▶ [Set exercise 1]
In the puppy thread below, which posters have a 2008 date next to their name?
--- Start of Excerpt ---
# 8 week old Zappa



## kathy09 (Jan 14, 2009)

He is so beautiful I love his color.

Kathy


----------



## Mandycasey'smom (Jan 3, 2009)

AHHHHHHHHHHHHHH If you ever need a puppy sitter just call.
I need a puppy fix


----------



## WonderPup (Oct 26, 2008)

Awwww, how sweet he looks 

Better watch out, I think somebody up there might be trying to steal him!!!


----------



## Mandycasey'smom (Jan 3, 2009)

who meeeeeeeeee? I would steal all these cute puppies if hubby wouldn't find them in the house he he


----------



## Yorkiecrazy (Jun 17, 2008)

Zappa is very handsome! I would :driver: to baby sit him too! He so cute!!!


----------



## Blue Fox (Oct 22, 2008)

How could you resist a face like that - tooooo cute!


----------



## spoofan (Dec 11, 2008)

Adorable little thing.


----------



## spoospirit (Mar 10, 2009)

_Ohhhhh! He's such a handsome puppy! He looks like my Billy. Congratulations. You must be loving that puppy to pieces._


----------



## dandydi (Mar 28, 2009)

awwwwwwww I want him lol


----------



## billtill (Mar 5, 2009)

Thanks everyone for the compliments! 
I do love him to pieces, but he can be very rambunctious! He's my first puppy so I've got my hands full. But I knew what I was getting into! 
He's very loving and playful.
He is learning to sit right now which is wonderful, and he's house-breaking/crate training really quickly. A couple accidents a day, but he goes outside way more than inside, I think that's all I can ask for at this age!
I'll do a real photo shoot with him soon and get some better pictures.


----------



## jester's mom (Nov 25, 2008)

Ohhh, what an absolutely adorable boy!! Congrats on your new friend!! 

And, yeah Deb, I thought the same thing, he reminded me of Billy.


----------



## billtill (Mar 5, 2009)

That's funny because my name is Billy!


----------



## billtill (Mar 5, 2009)

In the last couple days I taught him to sit and give his paw! He's such a smart little boy!


----------



## Pamela (Sep 9, 2008)

I just love puppies! congratulations!


----------
--- End of Excerpt ---
▶ [Set exercise 2]
Which lines in the records below contain the word "green"? Find and copy each of those lines; case counts.
--- Start of Exercise material ---
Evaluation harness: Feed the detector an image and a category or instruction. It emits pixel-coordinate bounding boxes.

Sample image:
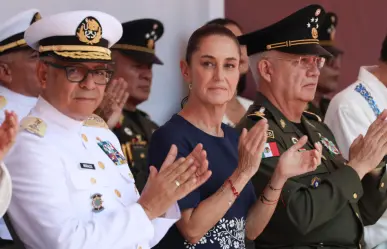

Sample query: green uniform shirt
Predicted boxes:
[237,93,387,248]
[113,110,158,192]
--- End of Exercise material ---
--- Start of Exercise material ---
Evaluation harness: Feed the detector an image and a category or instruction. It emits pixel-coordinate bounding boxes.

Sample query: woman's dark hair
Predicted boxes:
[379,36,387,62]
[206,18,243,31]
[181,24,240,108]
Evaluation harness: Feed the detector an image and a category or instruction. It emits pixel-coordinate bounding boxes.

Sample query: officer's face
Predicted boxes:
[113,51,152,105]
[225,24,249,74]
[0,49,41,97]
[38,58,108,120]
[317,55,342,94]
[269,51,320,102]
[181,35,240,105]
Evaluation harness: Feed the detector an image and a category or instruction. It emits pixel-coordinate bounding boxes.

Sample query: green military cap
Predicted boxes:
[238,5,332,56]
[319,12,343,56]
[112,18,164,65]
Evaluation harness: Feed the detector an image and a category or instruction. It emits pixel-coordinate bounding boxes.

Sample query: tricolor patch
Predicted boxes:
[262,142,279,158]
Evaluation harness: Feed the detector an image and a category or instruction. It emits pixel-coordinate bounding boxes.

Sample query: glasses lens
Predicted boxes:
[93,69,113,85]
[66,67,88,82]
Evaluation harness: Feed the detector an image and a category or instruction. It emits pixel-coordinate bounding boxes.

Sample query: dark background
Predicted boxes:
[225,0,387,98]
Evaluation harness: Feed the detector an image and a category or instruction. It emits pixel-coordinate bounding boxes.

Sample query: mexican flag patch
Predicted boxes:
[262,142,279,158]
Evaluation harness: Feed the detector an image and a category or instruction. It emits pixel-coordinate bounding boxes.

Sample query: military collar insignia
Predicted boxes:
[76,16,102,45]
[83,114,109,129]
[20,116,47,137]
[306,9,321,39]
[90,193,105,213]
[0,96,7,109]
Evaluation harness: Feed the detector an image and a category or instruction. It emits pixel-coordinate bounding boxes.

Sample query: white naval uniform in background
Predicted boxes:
--- End of Exercise material ---
--- Start of Exercise material ---
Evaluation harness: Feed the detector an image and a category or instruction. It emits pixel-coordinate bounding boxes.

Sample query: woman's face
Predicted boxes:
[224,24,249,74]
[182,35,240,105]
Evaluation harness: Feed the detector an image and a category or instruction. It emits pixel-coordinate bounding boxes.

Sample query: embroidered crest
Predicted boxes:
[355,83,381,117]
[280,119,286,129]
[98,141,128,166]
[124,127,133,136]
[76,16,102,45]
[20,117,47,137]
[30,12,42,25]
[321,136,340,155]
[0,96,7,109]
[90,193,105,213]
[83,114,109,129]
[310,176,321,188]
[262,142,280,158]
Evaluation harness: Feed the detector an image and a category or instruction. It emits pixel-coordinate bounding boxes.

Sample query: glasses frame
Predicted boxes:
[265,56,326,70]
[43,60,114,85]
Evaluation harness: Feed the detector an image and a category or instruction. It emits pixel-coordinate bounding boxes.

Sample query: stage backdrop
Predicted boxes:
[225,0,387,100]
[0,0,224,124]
--- End of Exercise material ---
▶ [Task answer 1]
WonderPup, Yorkiecrazy, Blue Fox, spoofan, jester's mom, Pamela

▶ [Task answer 2]
Sample query: green uniform shirt
Sample query: green military cap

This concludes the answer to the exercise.